> **Excerpt**:

+++

I don't mean to demonize Russia; I have studied the language and visited there. They put us on an Aeroflot plane with a glass bombardier nose dome, and well there often seems to be some dark humor absurdist aspect to how aviation things unfold there.

Most recent Air Disasters covered a crash with their most elite pilots and equipment flying from Moscow to Hong Kong. Pilot put his young children in the cockpit and while distracted with the daughter, didn't notice his son in pilot seat yanking the controls until the autopilot partly switched off. Teen put it into high G maneuver so crew couldn't move to replace him for a while, then crew drove it into the ground via dumb moves in the confusion. Hundreds died, but the pilot and children are in a heros cemetery because Russians blamed Euro folks for designing non-childproof autopilot.

Oh, we know about recent bomb in a Russian airliner out of Somalia; I think the pilot said they put up with absurd airport security at that airport. Russia shot down an airliner over the Ukraine, and much earlier over a corner of Russia on the way to Korea. In the latter case, Air Disasters showed how the Russian fighter was pressured by Korean Air slowing down when leaving Russia so he had to either shoot prematurely or stall out of the sky.

The Russian supersonic airliner crashed when showing off at Paris Air show. Some plane with a lot of Russians was directed into a collision by a Swiss traffic controller oversight, who was then murdered by a Russian relative who got a short comfy prison stay. The Polish president crashed and died landing at a Russian military base which was ill equipped for rainy weather (the Polish pilot had been bullied by his own side into being less cautious though).

+++

> **Extracted information**:
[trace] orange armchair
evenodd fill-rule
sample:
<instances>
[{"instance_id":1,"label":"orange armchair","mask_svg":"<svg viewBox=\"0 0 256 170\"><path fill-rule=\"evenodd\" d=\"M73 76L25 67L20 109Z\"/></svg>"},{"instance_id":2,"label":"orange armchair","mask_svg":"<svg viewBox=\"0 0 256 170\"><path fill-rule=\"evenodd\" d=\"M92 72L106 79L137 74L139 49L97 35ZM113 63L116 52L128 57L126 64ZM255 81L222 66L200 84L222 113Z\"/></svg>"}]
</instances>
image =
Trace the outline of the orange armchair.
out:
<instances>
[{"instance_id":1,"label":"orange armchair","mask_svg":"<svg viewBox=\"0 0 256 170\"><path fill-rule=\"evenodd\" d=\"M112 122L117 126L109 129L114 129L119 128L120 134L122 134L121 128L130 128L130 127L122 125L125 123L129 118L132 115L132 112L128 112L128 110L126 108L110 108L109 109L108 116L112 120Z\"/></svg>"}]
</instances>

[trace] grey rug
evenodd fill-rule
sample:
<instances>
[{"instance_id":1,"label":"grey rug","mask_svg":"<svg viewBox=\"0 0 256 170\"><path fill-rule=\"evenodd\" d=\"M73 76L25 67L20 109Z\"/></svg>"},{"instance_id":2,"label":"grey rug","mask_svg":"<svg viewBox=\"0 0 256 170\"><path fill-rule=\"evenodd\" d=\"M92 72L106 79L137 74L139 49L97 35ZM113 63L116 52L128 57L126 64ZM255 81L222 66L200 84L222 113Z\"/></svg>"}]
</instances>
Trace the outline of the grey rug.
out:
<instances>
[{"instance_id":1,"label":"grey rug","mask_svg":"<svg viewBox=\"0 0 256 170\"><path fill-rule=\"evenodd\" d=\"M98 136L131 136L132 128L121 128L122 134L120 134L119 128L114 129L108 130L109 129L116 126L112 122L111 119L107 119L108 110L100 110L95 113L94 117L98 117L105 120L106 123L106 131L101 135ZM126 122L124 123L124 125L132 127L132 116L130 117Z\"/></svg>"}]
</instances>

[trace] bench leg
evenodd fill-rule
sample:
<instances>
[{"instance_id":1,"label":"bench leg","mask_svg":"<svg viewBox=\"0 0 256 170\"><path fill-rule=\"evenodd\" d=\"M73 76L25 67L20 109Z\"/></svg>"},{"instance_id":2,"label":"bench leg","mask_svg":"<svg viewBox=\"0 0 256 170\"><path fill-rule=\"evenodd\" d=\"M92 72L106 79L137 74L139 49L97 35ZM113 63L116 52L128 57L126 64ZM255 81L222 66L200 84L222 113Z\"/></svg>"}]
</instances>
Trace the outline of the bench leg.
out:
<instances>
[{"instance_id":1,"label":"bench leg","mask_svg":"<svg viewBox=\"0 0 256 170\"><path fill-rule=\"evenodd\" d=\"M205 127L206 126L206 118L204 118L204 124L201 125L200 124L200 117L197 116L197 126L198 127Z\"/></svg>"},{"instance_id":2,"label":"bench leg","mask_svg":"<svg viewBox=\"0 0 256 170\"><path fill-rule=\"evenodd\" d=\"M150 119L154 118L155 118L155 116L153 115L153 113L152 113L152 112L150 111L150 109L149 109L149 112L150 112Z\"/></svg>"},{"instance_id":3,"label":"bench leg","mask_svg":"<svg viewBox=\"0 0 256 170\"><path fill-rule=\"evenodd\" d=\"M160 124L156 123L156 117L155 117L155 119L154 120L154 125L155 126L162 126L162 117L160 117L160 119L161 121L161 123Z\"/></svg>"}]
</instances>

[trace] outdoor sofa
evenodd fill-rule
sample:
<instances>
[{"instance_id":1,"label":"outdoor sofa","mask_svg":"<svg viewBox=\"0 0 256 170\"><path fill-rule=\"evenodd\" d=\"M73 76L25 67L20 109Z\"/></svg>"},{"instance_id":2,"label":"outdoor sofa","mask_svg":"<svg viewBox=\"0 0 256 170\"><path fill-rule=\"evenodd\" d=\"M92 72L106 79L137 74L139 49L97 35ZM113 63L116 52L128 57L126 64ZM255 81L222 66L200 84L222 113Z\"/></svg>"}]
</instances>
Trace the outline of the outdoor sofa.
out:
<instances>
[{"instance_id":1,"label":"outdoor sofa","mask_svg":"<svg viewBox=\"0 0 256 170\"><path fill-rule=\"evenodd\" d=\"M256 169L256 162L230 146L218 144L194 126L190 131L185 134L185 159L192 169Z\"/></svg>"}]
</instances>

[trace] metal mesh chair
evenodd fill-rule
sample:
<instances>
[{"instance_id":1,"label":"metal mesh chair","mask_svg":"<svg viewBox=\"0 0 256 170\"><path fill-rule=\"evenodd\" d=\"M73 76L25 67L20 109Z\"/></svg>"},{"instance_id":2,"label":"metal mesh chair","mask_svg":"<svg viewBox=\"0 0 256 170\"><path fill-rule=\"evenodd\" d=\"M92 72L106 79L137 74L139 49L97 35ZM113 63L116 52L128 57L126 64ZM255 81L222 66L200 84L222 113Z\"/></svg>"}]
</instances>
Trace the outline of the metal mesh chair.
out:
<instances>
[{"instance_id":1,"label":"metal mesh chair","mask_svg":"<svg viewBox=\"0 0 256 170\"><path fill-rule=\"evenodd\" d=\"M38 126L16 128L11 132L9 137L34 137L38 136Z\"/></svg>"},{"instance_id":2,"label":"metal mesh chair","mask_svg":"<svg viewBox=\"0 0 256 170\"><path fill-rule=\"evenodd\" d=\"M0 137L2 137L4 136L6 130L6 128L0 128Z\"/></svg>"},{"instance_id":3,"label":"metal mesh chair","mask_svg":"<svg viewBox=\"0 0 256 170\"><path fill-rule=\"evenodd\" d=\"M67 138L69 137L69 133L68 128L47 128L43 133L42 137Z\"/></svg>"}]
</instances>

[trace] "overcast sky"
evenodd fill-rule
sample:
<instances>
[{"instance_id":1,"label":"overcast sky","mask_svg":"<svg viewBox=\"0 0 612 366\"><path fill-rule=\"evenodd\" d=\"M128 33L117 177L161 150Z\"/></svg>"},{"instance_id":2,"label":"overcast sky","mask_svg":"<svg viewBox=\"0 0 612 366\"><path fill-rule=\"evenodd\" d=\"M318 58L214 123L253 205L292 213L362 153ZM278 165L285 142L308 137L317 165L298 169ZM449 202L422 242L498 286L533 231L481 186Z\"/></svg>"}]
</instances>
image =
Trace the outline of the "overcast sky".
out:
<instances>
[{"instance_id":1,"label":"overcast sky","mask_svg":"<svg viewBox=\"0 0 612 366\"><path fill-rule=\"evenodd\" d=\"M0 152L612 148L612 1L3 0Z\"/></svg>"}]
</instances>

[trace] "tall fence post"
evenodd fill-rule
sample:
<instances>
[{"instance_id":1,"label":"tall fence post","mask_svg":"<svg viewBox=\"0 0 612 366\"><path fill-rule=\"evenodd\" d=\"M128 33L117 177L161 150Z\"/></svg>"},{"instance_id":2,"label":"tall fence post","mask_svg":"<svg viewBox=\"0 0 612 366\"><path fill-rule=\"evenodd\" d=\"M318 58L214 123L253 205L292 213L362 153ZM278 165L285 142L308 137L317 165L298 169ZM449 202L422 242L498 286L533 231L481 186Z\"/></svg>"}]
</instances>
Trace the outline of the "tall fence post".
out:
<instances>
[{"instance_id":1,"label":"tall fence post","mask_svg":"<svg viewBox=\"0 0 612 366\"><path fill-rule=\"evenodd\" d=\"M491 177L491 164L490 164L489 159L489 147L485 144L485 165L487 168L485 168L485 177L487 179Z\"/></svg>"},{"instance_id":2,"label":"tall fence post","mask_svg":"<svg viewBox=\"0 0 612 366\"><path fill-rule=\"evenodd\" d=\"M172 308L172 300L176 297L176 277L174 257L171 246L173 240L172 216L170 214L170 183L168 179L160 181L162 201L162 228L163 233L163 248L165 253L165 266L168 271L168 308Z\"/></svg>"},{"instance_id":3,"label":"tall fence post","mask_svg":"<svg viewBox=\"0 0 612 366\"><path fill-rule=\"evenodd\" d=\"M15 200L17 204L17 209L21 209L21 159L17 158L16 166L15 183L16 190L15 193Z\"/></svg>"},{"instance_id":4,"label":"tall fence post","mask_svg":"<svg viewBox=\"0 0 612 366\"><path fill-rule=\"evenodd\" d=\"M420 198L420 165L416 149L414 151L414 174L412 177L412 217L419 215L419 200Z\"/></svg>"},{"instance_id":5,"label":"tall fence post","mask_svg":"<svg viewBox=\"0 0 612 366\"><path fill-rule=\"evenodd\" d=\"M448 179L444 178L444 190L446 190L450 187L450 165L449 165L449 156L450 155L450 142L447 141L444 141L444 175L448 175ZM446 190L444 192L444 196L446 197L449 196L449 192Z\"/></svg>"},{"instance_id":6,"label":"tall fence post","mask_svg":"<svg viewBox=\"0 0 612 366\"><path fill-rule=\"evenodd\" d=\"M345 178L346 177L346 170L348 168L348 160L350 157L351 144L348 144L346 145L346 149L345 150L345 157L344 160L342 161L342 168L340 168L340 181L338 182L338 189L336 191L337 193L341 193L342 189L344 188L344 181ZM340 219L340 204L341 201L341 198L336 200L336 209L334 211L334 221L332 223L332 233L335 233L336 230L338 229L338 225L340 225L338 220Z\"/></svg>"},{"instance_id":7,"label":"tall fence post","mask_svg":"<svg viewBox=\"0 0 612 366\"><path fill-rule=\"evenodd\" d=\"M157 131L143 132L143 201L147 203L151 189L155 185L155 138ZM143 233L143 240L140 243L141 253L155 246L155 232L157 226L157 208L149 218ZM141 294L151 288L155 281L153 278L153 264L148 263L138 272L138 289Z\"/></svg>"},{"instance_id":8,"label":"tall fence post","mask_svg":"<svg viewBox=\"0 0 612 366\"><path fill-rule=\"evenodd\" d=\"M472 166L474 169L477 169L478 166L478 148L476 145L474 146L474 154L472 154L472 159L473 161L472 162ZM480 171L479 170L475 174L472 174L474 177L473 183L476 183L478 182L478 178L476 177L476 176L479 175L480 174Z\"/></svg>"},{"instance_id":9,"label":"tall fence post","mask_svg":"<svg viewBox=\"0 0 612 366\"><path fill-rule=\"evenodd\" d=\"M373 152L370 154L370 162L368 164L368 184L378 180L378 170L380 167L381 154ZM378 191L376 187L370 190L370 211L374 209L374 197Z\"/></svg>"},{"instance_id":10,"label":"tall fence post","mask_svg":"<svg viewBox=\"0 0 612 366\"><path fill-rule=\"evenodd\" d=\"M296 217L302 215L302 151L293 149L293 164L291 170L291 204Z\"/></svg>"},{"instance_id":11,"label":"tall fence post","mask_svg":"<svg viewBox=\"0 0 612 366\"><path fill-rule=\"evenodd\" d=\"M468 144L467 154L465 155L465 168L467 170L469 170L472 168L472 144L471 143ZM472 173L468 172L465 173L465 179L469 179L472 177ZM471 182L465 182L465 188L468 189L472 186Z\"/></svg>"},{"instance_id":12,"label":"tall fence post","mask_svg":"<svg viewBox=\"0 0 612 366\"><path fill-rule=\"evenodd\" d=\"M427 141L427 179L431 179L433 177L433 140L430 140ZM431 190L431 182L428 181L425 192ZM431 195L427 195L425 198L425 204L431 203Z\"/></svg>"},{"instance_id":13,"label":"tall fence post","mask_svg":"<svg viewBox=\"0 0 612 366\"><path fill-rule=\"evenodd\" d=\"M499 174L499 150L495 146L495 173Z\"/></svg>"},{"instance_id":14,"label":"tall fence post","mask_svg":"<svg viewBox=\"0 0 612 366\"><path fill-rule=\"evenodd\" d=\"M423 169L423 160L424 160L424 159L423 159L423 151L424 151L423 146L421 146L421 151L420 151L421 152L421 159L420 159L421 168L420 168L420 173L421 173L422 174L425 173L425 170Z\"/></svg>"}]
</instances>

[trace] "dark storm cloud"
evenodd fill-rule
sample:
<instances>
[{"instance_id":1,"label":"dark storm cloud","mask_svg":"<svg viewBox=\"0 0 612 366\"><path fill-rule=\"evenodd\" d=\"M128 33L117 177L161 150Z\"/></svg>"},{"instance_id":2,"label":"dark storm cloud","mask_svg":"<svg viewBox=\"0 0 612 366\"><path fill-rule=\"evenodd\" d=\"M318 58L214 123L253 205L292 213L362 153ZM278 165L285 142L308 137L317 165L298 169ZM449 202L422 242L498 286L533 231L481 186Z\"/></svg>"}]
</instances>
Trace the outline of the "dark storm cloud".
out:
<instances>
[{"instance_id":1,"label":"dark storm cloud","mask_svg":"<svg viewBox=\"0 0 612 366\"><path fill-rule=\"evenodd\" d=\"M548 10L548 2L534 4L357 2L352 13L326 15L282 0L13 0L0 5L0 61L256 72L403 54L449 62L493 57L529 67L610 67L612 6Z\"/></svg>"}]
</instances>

+++

Rewrite the passage of the commentary on Russian aviation that begins at the words "I don't mean" and stops after "designing non-childproof autopilot.", swapping "Hong Kong" for "Beijing".

> **Reply**:
I don't mean to demonize Russia; I have studied the language and visited there. They put us on an Aeroflot plane with a glass bombardier nose dome, and well there often seems to be some dark humor absurdist aspect to how aviation things unfold there.

Most recent Air Disasters covered a crash with their most elite pilots and equipment flying from Moscow to Beijing. Pilot put his young children in the cockpit and while distracted with the daughter, didn't notice his son in pilot seat yanking the controls until the autopilot partly switched off. Teen put it into high G maneuver so crew couldn't move to replace him for a while, then crew drove it into the ground via dumb moves in the confusion. Hundreds died, but the pilot and children are in a heros cemetery because Russians blamed Euro folks for designing non-childproof autopilot.